(Records)
******************************

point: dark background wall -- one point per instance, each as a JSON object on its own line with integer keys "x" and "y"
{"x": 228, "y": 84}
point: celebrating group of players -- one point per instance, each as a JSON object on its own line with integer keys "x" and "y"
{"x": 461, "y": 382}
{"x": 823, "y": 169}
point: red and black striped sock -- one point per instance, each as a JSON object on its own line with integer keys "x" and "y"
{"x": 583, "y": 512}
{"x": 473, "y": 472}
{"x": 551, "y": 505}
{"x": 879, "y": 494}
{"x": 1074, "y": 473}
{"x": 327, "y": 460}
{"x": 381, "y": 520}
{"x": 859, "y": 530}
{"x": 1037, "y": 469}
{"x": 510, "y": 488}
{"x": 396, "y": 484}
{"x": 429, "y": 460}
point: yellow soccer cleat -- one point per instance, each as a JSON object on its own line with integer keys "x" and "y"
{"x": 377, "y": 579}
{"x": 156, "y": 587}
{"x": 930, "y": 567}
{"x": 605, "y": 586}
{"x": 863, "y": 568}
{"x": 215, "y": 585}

******************************

◆ Task details ◆
Can you render every line of the entries above as a numbered list, skipping any blank lines?

◆ Result of the task ◆
1. point: dark background wall -- one point per instance, each as a JSON object on its own line with integer keys "x" and "y"
2. {"x": 228, "y": 84}
3. point: celebrating group of players -- one point per instance, each as a JSON object on its own line with integer keys "x" and "y"
4. {"x": 461, "y": 382}
5. {"x": 823, "y": 169}
6. point: red and black striped sock -- one point per instance, each as a JSON object on its own line with integer keys "x" and "y"
7. {"x": 583, "y": 512}
8. {"x": 473, "y": 472}
9. {"x": 551, "y": 505}
10. {"x": 879, "y": 494}
11. {"x": 1074, "y": 473}
12. {"x": 327, "y": 460}
13. {"x": 381, "y": 520}
14. {"x": 859, "y": 530}
15. {"x": 1037, "y": 469}
16. {"x": 510, "y": 488}
17. {"x": 396, "y": 484}
18. {"x": 429, "y": 460}
19. point: yellow soccer cleat -- one point per instance, each as a JSON object on its own line with integer keys "x" and "y"
20. {"x": 377, "y": 579}
21. {"x": 156, "y": 587}
22. {"x": 930, "y": 567}
23. {"x": 605, "y": 586}
24. {"x": 863, "y": 568}
25. {"x": 215, "y": 585}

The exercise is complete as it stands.